### EXERCISE DESCRIPTION
Please write out, exactly as given, every line of the entries below up to and including the line with "Target: serrated leaf".

### DATA PROVIDED
=======
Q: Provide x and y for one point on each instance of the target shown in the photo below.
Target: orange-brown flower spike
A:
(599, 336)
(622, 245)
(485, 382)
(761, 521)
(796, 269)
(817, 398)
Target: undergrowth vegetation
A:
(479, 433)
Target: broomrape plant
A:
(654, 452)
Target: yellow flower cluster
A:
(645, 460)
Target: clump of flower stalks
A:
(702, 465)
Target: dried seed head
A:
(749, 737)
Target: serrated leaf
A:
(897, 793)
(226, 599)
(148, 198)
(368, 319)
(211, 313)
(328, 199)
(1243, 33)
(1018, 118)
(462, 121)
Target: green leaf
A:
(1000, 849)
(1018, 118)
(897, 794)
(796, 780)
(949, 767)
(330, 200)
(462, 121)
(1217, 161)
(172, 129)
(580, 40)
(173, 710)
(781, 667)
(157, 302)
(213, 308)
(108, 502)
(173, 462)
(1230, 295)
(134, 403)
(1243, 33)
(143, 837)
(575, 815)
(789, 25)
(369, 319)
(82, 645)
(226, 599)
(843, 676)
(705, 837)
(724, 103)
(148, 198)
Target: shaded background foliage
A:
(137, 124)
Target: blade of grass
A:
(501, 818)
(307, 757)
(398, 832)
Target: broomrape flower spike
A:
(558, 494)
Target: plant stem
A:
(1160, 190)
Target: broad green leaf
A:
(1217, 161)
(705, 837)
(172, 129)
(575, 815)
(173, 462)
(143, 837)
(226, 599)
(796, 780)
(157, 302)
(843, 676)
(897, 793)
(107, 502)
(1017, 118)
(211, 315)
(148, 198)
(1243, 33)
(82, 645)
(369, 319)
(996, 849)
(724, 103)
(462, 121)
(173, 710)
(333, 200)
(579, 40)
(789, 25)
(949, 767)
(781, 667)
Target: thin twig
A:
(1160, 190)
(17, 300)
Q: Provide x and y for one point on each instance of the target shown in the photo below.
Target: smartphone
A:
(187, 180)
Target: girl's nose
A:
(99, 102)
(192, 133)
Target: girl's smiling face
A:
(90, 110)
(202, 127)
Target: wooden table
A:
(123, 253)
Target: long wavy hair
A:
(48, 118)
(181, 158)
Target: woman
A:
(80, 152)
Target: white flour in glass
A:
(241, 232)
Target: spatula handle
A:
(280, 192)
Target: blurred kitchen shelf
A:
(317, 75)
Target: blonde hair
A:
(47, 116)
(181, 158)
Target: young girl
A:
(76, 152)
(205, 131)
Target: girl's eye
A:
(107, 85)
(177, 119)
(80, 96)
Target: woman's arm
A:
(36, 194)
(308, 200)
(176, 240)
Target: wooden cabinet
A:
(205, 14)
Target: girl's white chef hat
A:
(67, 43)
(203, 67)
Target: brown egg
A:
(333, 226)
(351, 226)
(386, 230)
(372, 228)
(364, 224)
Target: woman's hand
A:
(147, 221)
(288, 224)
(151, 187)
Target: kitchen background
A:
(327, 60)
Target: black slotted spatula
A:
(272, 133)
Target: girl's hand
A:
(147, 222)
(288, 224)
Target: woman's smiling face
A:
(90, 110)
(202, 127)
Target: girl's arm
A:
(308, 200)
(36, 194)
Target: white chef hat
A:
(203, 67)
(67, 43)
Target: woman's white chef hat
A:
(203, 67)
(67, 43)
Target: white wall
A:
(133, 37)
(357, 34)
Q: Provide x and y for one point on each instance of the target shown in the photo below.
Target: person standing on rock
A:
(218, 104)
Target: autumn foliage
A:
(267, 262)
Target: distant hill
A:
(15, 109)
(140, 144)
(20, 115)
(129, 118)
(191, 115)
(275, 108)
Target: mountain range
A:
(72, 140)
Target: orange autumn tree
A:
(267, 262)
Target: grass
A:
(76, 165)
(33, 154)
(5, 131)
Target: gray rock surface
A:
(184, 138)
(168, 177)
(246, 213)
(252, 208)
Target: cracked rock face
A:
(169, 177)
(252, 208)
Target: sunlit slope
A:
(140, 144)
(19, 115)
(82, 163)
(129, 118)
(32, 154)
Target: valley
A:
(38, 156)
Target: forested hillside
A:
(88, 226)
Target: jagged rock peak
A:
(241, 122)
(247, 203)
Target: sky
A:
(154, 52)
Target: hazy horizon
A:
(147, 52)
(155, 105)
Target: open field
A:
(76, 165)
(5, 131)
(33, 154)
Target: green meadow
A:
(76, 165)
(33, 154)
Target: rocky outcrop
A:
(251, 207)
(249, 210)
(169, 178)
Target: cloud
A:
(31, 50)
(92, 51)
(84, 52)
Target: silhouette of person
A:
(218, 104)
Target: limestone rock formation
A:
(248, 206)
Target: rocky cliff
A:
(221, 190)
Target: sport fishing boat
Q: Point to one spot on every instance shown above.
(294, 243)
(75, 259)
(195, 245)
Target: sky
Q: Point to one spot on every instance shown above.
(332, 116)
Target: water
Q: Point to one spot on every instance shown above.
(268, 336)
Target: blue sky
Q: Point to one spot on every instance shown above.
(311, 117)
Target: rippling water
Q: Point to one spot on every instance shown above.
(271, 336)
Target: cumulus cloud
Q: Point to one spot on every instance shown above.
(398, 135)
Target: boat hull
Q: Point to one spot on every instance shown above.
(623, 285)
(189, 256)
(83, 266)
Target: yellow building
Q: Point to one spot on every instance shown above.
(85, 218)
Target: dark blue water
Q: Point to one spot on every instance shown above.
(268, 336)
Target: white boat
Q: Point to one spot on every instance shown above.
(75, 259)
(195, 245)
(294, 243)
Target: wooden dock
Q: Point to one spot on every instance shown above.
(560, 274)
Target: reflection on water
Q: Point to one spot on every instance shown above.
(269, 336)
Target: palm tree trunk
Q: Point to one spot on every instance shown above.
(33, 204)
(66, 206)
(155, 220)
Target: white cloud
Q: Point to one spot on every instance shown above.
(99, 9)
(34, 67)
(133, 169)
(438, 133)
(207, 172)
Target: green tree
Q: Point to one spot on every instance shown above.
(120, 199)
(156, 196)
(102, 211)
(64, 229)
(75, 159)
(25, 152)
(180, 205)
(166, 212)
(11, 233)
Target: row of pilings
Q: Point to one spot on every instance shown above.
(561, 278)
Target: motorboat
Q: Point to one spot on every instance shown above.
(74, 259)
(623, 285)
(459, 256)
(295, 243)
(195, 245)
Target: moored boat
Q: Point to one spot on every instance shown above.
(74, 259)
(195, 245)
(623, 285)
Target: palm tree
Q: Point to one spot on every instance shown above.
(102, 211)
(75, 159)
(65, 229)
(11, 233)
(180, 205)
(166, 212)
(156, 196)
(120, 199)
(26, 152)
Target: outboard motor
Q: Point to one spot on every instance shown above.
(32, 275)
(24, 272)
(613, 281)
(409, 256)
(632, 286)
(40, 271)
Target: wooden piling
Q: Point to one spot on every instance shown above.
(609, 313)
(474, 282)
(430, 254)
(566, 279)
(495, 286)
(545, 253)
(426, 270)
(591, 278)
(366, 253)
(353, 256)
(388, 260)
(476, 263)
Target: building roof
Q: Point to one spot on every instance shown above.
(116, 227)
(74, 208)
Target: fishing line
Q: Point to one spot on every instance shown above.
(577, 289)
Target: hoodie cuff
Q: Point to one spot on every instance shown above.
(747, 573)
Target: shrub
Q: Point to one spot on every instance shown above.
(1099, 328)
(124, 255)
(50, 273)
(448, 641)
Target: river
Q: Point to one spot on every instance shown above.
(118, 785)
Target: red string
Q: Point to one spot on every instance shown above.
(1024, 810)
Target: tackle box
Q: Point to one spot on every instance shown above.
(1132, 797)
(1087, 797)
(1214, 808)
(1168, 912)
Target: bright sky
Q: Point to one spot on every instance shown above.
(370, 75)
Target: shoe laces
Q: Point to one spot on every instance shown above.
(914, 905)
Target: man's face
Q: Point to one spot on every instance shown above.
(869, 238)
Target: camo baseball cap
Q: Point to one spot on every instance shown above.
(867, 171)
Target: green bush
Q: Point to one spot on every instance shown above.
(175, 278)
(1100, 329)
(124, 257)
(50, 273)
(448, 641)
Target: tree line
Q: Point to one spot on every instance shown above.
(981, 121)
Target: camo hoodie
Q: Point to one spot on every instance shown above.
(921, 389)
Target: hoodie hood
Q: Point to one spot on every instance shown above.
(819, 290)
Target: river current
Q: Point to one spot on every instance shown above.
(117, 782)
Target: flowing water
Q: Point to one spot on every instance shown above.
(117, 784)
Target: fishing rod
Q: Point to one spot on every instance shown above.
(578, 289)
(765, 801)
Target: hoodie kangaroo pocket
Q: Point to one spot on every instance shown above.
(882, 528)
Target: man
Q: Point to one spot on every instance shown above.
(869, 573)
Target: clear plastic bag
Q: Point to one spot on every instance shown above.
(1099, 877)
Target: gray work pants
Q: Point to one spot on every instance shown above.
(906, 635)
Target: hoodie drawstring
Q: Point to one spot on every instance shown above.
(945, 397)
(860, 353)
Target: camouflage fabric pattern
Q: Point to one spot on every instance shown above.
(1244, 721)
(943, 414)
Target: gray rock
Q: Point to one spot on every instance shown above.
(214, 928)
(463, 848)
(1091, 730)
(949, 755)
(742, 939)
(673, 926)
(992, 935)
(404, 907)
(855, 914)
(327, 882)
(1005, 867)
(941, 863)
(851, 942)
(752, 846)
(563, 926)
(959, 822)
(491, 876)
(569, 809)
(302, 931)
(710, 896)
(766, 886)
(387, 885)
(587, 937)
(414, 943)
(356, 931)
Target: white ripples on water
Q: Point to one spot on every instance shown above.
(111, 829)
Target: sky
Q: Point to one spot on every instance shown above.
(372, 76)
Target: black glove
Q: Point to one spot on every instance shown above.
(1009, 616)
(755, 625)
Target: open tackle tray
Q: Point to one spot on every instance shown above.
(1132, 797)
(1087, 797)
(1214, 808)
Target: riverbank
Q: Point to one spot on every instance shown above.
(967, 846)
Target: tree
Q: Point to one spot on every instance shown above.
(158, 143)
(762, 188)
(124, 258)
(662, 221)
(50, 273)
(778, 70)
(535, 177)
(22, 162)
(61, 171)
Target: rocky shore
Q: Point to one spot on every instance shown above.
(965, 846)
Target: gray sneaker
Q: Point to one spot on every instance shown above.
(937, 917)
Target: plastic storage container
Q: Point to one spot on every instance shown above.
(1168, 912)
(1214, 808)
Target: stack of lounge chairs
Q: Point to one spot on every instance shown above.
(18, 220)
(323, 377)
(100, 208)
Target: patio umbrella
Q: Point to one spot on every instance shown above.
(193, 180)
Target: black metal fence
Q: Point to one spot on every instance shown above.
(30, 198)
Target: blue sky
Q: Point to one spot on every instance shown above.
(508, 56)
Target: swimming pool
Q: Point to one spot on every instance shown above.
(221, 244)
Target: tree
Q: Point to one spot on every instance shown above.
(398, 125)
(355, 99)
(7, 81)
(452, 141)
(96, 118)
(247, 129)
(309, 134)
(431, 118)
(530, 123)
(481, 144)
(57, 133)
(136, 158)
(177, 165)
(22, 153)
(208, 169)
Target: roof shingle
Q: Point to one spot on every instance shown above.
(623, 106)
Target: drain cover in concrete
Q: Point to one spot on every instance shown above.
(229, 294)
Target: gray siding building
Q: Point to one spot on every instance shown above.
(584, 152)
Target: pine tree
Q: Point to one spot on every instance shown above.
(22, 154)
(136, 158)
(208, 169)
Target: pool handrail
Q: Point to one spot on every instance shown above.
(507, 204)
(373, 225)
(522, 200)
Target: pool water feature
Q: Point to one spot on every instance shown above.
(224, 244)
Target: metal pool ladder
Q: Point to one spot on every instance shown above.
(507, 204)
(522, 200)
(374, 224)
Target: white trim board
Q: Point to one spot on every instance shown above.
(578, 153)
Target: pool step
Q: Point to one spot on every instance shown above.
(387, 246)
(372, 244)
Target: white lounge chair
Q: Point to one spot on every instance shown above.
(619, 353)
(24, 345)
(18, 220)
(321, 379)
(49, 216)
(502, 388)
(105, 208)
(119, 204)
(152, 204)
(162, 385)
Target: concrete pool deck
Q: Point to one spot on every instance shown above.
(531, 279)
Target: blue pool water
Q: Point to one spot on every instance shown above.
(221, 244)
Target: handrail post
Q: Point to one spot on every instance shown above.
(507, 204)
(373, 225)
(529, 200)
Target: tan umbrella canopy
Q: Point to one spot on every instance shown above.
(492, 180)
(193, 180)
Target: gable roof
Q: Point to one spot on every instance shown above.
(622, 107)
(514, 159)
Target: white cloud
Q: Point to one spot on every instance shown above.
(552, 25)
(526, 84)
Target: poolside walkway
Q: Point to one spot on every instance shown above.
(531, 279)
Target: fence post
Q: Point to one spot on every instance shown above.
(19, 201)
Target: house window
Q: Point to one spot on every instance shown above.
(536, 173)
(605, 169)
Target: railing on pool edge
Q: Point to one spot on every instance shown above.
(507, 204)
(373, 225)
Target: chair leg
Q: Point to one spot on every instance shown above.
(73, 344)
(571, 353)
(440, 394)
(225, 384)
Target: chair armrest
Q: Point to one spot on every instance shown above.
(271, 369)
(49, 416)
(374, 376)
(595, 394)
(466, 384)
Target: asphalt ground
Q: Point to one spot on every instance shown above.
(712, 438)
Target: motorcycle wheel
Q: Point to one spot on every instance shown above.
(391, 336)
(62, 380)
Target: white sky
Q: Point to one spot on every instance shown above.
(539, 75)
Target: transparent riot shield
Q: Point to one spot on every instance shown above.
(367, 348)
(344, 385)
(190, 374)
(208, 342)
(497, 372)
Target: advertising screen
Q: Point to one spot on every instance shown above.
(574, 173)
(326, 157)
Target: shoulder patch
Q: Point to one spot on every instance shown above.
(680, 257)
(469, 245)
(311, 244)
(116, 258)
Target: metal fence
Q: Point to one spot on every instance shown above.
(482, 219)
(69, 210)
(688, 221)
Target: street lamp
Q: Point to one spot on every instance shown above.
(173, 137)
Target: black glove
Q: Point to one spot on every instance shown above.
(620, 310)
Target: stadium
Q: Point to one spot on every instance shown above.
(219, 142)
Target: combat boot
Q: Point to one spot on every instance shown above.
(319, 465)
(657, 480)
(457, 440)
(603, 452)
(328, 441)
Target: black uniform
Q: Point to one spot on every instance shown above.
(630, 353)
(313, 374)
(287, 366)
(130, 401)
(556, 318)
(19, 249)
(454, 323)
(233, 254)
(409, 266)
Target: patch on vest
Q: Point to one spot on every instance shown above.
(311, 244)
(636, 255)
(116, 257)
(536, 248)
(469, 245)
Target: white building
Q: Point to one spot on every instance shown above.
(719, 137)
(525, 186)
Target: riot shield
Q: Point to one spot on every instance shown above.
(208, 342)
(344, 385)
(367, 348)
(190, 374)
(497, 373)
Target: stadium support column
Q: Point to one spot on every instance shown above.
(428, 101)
=======
### WRITTEN RESPONSE
Q: Provide x and y for one point on each instance of the target shown in the photo below.
Target: orange-brown flower spike
A:
(599, 336)
(622, 245)
(485, 382)
(761, 521)
(796, 269)
(817, 398)
Target: undergrowth vegetation
A:
(479, 433)
Target: broomrape plant
A:
(654, 452)
Target: yellow flower cluster
A:
(645, 460)
Target: clump of flower stalks
A:
(702, 465)
Target: dried seed head
A:
(749, 737)
Target: serrated leaf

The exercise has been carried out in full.